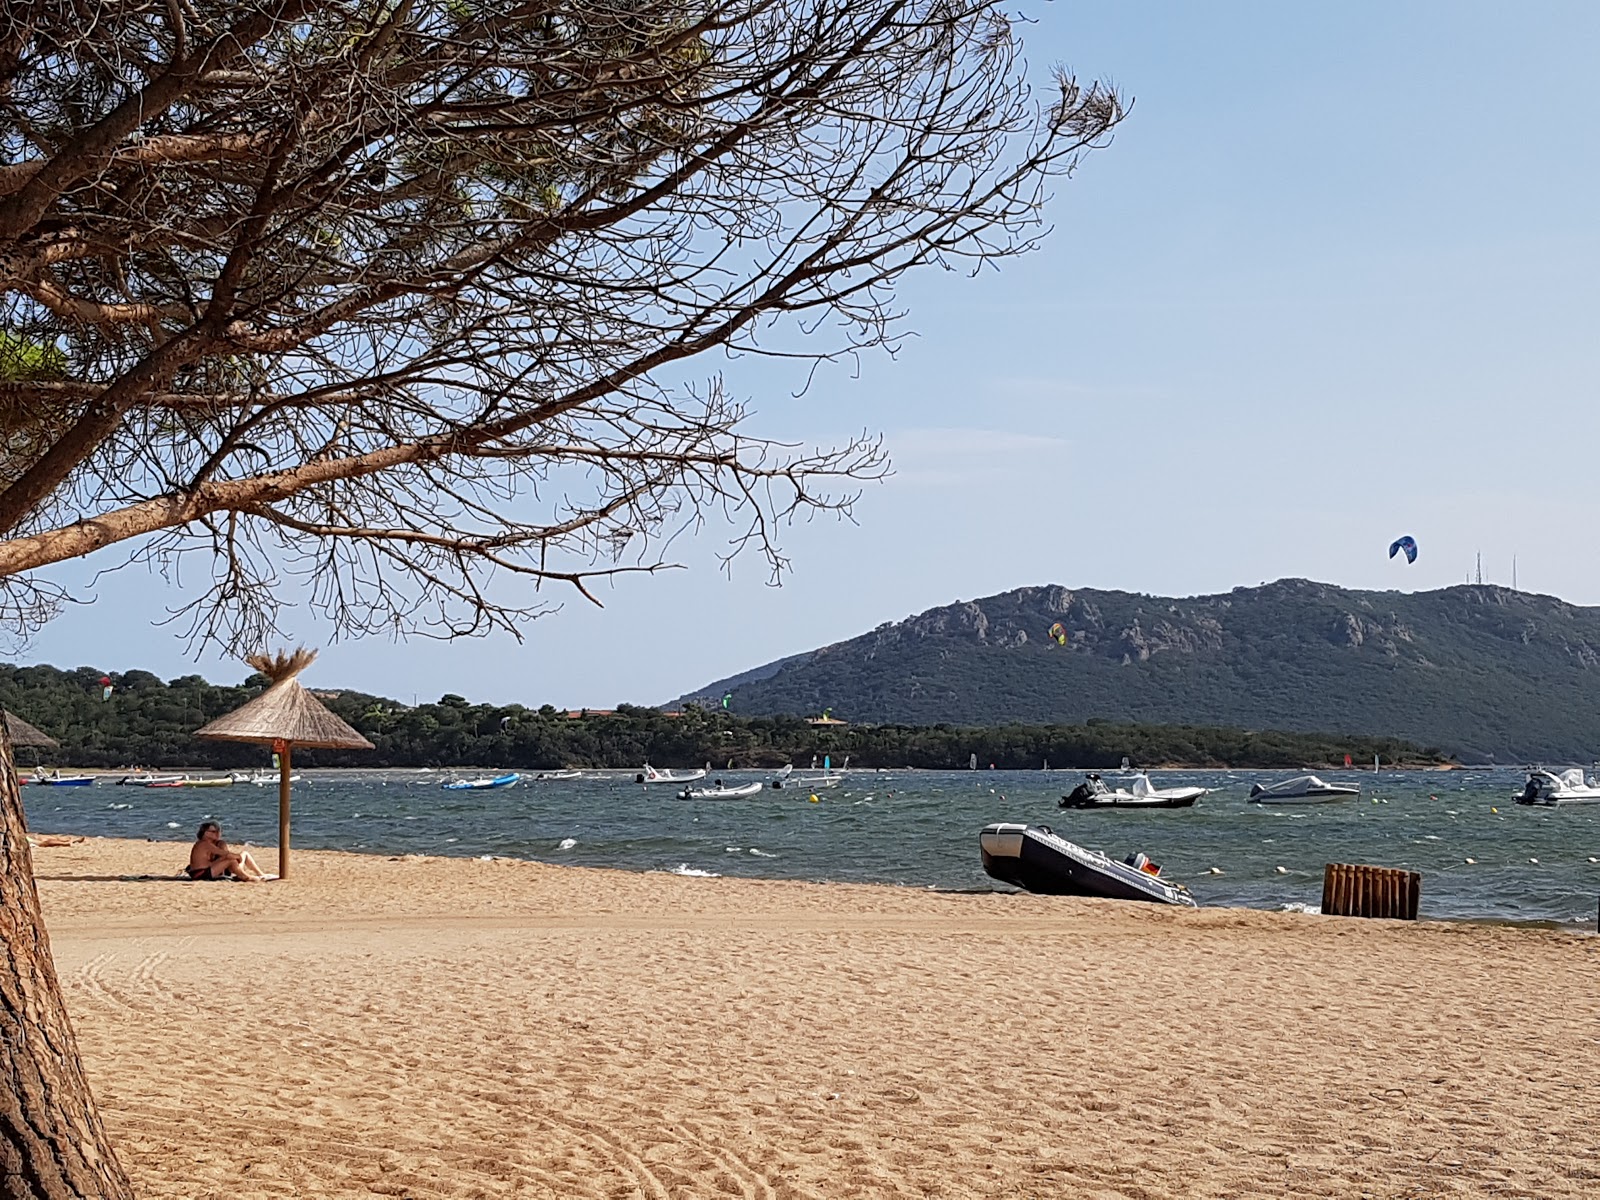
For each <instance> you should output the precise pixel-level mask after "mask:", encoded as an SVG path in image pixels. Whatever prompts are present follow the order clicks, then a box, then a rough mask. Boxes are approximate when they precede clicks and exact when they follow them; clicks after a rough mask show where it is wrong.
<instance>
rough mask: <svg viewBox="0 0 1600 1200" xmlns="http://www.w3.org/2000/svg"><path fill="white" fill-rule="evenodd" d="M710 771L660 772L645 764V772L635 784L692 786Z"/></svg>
mask: <svg viewBox="0 0 1600 1200" xmlns="http://www.w3.org/2000/svg"><path fill="white" fill-rule="evenodd" d="M707 774H710V771H707V770H701V768H694V770H693V771H658V770H656V768H654V766H651V765H650V763H645V770H643V771H640V773H638V774H635V776H634V782H635V784H691V782H694V781H696V779H704V778H706V776H707Z"/></svg>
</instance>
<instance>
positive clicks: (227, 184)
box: [0, 0, 1123, 645]
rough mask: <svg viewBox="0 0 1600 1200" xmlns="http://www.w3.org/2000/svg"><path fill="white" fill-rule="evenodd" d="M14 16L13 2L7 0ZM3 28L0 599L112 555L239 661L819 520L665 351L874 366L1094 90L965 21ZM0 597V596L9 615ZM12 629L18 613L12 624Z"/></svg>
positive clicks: (1041, 184) (178, 13)
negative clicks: (691, 541) (680, 553)
mask: <svg viewBox="0 0 1600 1200" xmlns="http://www.w3.org/2000/svg"><path fill="white" fill-rule="evenodd" d="M18 11H19V13H21V11H22V10H18ZM8 19H10V18H0V50H3V53H0V160H3V162H8V163H10V166H0V603H6V597H10V603H11V605H13V608H14V610H16V611H18V614H19V616H18V619H19V621H22V619H24V610H26V611H32V613H34V614H35V616H34V619H35V621H37V619H43V618H45V616H48V613H46V608H48V603H46V592H42V590H40V587H42V586H40V584H37V582H32V581H34V579H35V574H34V573H37V571H38V570H40V568H45V566H48V565H51V563H59V562H64V560H67V558H74V557H78V555H83V554H90V552H94V550H101V549H104V547H109V546H114V544H123V546H126V547H130V550H131V554H133V555H134V557H136V558H139V560H142V562H150V563H152V565H155V566H157V568H158V570H168V571H173V573H176V571H178V570H179V566H181V565H182V563H194V562H198V563H203V565H206V566H205V570H208V571H210V579H211V586H210V589H206V590H205V594H203V597H202V598H198V600H195V602H192V603H189V605H184V606H182V608H181V610H179V619H182V621H186V622H189V624H187V630H189V634H190V635H194V637H200V638H219V640H222V642H230V643H235V645H237V643H251V642H258V640H259V638H261V637H264V635H266V632H269V630H270V629H272V626H274V622H275V621H277V616H278V608H277V605H278V603H280V600H278V595H277V592H278V587H280V584H282V582H283V581H285V579H286V578H288V579H298V581H299V582H301V584H302V586H304V589H307V590H309V594H310V595H312V598H314V603H315V605H317V606H318V608H322V611H325V613H326V614H328V616H330V618H331V619H333V621H334V624H336V627H338V629H339V630H342V632H349V634H357V632H379V630H381V632H390V634H394V632H435V634H440V635H459V634H462V632H482V630H483V629H515V627H517V624H518V621H522V619H526V618H528V616H533V614H538V613H539V611H544V608H546V606H544V605H542V602H538V603H526V602H525V600H523V598H518V597H520V594H518V592H517V584H515V581H520V579H533V581H536V582H538V581H562V582H570V584H576V586H579V587H582V581H586V579H592V578H608V576H613V574H616V573H626V571H635V570H646V571H648V570H656V568H659V566H662V565H664V560H662V554H664V552H666V549H667V547H669V546H670V542H672V539H674V538H675V536H680V534H682V533H683V531H690V530H696V528H699V526H701V525H702V522H706V520H707V518H710V517H712V515H715V517H717V518H718V520H730V522H733V523H734V530H736V533H734V536H733V541H731V544H730V546H728V554H730V555H734V554H739V552H741V550H744V549H747V550H752V552H755V554H757V555H760V557H763V558H765V562H766V565H768V568H770V570H771V573H773V578H774V579H778V578H781V576H782V574H784V573H786V571H787V570H789V562H787V557H786V555H784V552H782V549H781V544H779V539H781V536H782V530H784V526H786V523H787V522H790V520H795V518H800V517H805V515H808V514H818V512H830V514H837V515H840V517H848V515H850V510H851V504H853V499H854V494H856V488H858V486H859V485H861V483H862V482H866V480H874V478H882V477H883V475H885V474H886V462H885V461H883V454H882V448H880V445H878V442H877V440H875V438H872V437H869V435H862V437H861V438H856V440H853V442H850V443H848V445H843V446H838V448H808V446H797V445H781V443H776V442H771V440H766V438H762V437H758V435H755V434H752V432H750V429H749V426H750V421H749V414H747V411H746V406H744V405H742V403H741V402H738V400H734V398H731V397H730V395H728V394H726V392H725V389H723V386H722V381H720V378H718V376H717V374H715V373H710V371H706V370H702V368H699V366H698V365H696V360H699V358H702V357H704V355H707V354H709V352H723V354H731V355H766V357H774V358H784V360H790V362H802V363H805V362H810V363H813V365H814V363H819V362H827V360H832V358H840V357H851V355H858V354H861V352H862V350H869V349H874V347H885V349H888V350H891V352H893V349H894V347H896V346H898V342H899V338H901V336H902V334H904V323H902V320H904V317H902V314H901V310H899V309H898V306H896V301H894V296H896V288H898V285H899V280H901V277H902V275H904V274H906V272H907V270H912V269H917V267H923V266H938V267H944V269H962V270H976V269H979V267H982V266H986V264H994V262H997V261H1002V259H1005V258H1008V256H1013V254H1018V253H1024V251H1026V250H1029V248H1032V246H1034V245H1035V242H1037V238H1038V237H1040V235H1042V234H1043V226H1042V206H1043V203H1045V200H1046V192H1048V187H1050V182H1051V179H1056V178H1062V176H1067V174H1070V171H1072V170H1074V168H1075V166H1077V163H1078V160H1080V157H1082V155H1083V154H1085V152H1088V150H1091V149H1094V147H1098V146H1102V144H1104V142H1106V141H1107V139H1109V136H1110V133H1112V130H1114V128H1115V126H1117V123H1118V122H1120V120H1122V117H1123V104H1122V101H1120V99H1118V96H1115V94H1114V93H1112V91H1109V90H1106V88H1102V86H1099V85H1078V83H1077V82H1075V80H1072V78H1070V77H1067V75H1064V74H1059V72H1058V74H1056V75H1054V77H1051V78H1050V80H1048V85H1046V86H1048V90H1046V91H1040V93H1035V91H1034V90H1032V86H1030V85H1029V82H1027V80H1026V78H1024V75H1022V69H1021V59H1019V43H1018V40H1016V37H1014V32H1013V27H1011V22H1010V21H1008V18H1006V14H1005V11H1003V10H1002V8H1000V6H998V5H997V3H995V0H726V2H723V0H702V2H699V3H690V0H531V2H530V3H509V5H507V3H490V0H400V2H398V3H397V2H395V0H334V2H333V3H323V5H304V3H291V2H288V0H274V2H270V3H269V2H266V0H261V2H259V3H243V2H242V0H130V2H128V3H115V5H114V3H110V2H109V0H66V2H64V6H62V8H61V10H56V8H51V6H29V8H27V16H26V19H22V18H18V19H16V21H13V22H11V24H10V26H6V24H5V22H6V21H8ZM6 589H10V590H6ZM29 605H34V608H32V610H29V608H27V606H29Z"/></svg>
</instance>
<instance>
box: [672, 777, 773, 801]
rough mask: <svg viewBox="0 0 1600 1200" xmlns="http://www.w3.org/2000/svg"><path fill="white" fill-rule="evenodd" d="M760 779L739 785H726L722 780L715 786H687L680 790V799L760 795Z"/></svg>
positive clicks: (728, 799) (698, 799) (679, 792)
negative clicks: (746, 783) (751, 782)
mask: <svg viewBox="0 0 1600 1200" xmlns="http://www.w3.org/2000/svg"><path fill="white" fill-rule="evenodd" d="M760 794H762V784H760V781H757V782H754V784H739V786H738V787H726V786H723V784H722V781H718V782H717V786H715V787H685V789H683V790H682V792H678V800H742V798H744V797H747V795H760Z"/></svg>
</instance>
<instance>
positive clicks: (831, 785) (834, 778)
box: [768, 758, 850, 792]
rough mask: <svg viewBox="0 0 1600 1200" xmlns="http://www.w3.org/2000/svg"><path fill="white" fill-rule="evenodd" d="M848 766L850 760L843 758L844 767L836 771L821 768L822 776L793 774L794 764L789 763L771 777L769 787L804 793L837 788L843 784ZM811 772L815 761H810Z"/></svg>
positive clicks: (827, 768)
mask: <svg viewBox="0 0 1600 1200" xmlns="http://www.w3.org/2000/svg"><path fill="white" fill-rule="evenodd" d="M848 766H850V758H845V766H840V768H838V770H837V771H835V770H834V768H830V766H824V768H822V774H795V773H794V771H795V768H794V763H789V766H786V768H784V770H781V771H779V773H778V774H774V776H773V779H771V782H770V784H768V786H770V787H795V789H802V790H806V792H819V790H821V789H824V787H838V786H840V784H842V782H845V768H848ZM811 770H813V771H814V770H816V760H814V758H813V760H811Z"/></svg>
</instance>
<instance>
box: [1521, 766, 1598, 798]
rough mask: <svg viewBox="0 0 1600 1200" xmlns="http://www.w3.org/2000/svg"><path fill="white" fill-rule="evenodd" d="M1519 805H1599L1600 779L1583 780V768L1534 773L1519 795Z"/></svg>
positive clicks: (1580, 767)
mask: <svg viewBox="0 0 1600 1200" xmlns="http://www.w3.org/2000/svg"><path fill="white" fill-rule="evenodd" d="M1517 803H1518V805H1544V806H1549V808H1558V806H1562V805H1600V779H1584V768H1581V766H1573V768H1568V770H1566V771H1562V773H1560V774H1557V773H1555V771H1542V770H1538V768H1534V770H1531V771H1528V782H1526V784H1525V786H1523V789H1522V792H1520V794H1518V795H1517Z"/></svg>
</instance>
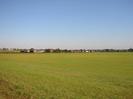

=-=-=

The range runs from the line above containing "box: [768, 758, 850, 792]" to the line containing "766L850 760L843 758L844", inclusive. Restate those lines word for word and no others.

• **EXPECTED OUTPUT**
box: [768, 758, 850, 792]
rough mask: <svg viewBox="0 0 1600 1200" xmlns="http://www.w3.org/2000/svg"><path fill="white" fill-rule="evenodd" d="M848 766L850 760L843 758L844 767L836 771L821 768L822 776L793 774L794 764L789 763L771 777L769 787L804 793L837 788L843 784ZM811 772L815 761H810Z"/></svg>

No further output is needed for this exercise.